* [Requirement]:
Please show all lines of the records that include "road".
=== Material to process ===
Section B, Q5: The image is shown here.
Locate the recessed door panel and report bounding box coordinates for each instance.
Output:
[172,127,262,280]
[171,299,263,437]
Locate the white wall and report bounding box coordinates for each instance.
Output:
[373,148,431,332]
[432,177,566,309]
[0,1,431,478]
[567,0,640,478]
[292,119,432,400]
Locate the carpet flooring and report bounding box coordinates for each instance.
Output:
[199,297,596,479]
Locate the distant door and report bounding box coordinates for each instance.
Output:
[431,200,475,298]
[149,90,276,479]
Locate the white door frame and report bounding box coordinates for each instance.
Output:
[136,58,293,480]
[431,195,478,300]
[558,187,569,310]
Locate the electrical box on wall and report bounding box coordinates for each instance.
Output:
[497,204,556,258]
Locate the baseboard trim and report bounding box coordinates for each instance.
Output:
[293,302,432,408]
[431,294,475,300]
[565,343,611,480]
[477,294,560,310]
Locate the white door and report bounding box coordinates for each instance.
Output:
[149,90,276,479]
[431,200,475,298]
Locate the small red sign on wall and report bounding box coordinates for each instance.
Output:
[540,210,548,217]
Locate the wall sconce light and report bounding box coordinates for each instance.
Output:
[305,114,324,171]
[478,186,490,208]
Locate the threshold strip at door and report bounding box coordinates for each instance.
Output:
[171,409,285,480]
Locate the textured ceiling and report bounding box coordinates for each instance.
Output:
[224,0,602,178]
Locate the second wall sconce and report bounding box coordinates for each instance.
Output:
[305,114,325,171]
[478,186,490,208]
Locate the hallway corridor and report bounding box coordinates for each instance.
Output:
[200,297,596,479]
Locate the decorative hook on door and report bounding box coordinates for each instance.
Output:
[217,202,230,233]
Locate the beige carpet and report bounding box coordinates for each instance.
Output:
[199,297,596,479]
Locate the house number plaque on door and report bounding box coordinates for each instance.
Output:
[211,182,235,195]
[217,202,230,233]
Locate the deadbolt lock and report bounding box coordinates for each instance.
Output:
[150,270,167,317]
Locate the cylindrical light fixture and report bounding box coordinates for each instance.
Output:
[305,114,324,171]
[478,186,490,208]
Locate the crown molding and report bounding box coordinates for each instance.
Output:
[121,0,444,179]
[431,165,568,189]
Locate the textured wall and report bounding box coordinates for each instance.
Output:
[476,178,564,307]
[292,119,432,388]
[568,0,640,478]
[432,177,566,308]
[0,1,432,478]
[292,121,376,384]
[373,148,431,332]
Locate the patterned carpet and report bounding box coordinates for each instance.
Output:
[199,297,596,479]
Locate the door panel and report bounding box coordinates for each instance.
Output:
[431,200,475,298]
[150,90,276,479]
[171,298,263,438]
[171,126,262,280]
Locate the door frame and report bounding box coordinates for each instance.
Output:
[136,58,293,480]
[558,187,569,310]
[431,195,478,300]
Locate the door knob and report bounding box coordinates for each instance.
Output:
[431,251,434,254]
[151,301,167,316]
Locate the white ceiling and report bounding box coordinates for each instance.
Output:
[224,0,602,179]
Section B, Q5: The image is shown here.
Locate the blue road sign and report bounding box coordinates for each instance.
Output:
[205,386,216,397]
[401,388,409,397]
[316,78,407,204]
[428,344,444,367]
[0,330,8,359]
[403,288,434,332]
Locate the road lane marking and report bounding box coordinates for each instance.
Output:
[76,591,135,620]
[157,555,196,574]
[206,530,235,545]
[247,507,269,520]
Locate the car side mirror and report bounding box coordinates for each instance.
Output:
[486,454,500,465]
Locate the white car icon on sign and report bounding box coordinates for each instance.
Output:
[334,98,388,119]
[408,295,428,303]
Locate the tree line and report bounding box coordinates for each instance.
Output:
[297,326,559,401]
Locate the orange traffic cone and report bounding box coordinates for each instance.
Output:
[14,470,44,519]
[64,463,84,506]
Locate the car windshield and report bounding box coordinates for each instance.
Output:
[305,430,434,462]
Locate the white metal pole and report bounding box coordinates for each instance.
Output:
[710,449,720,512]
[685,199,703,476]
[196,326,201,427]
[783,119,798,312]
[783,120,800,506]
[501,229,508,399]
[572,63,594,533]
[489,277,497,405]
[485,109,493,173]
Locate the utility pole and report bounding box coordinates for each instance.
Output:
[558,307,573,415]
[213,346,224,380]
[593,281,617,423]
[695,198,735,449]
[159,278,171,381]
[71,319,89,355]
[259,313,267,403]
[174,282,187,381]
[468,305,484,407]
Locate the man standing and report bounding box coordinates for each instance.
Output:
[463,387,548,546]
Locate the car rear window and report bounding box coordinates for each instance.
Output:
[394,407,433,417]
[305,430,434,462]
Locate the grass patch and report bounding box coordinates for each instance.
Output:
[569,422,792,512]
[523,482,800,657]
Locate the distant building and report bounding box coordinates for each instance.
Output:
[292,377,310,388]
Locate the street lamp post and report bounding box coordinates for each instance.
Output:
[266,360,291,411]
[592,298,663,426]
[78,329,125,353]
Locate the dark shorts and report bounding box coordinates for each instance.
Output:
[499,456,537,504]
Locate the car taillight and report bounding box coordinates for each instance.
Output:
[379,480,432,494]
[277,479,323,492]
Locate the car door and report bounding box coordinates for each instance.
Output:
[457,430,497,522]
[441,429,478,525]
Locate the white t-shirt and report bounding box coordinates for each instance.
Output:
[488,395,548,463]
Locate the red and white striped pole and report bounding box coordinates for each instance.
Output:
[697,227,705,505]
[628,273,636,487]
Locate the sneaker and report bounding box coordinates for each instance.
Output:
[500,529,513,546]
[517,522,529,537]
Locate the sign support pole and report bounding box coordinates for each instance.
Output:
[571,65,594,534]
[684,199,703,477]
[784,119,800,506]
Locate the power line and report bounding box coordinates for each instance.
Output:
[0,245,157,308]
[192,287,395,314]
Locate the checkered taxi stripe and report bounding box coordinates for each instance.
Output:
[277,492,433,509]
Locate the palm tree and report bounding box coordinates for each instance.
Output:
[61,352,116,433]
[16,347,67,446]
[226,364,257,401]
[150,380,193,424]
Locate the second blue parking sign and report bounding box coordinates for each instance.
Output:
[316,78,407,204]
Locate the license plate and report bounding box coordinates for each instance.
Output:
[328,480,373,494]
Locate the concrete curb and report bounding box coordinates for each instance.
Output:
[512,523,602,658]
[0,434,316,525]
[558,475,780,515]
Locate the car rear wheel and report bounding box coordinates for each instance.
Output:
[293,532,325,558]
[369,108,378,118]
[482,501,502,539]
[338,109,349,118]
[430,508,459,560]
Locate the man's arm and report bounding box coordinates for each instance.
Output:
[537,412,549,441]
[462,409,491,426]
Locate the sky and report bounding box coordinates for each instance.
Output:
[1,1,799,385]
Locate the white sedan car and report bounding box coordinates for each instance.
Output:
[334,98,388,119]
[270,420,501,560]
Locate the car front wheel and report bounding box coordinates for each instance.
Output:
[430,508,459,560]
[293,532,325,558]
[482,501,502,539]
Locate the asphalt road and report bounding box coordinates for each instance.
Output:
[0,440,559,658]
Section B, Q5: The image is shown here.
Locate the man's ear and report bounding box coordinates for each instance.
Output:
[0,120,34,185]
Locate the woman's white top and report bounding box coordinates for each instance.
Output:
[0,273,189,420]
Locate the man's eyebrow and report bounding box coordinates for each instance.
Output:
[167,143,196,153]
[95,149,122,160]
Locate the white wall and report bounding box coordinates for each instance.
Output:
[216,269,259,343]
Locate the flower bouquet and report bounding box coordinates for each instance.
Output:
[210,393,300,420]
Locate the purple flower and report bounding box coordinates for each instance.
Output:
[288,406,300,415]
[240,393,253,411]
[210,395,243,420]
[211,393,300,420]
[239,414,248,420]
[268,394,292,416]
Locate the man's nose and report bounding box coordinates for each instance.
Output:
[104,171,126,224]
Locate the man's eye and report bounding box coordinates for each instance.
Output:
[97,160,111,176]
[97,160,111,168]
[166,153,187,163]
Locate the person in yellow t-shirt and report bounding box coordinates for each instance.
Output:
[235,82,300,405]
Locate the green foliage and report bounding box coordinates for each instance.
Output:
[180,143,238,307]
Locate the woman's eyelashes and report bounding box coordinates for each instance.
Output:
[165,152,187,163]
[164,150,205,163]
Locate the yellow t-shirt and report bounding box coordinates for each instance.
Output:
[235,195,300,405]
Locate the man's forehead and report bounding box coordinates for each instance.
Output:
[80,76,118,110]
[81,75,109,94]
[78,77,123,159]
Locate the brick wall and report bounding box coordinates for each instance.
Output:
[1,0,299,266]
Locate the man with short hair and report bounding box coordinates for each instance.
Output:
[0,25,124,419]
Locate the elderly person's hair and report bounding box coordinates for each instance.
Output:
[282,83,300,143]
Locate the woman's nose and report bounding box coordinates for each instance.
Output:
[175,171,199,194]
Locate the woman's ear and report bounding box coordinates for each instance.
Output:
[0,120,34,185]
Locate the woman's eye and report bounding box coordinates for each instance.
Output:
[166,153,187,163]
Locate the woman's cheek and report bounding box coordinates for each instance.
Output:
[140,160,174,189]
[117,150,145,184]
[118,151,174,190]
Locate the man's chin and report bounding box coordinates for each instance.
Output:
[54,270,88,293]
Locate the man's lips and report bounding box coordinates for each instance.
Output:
===
* [Completed task]:
Locate the blue road sign and report bounding box coordinates for each instance.
Locate the road lane marking and report bounding box coordinates for each instance.
Locate the asphalt road and report bounding box coordinates for each instance.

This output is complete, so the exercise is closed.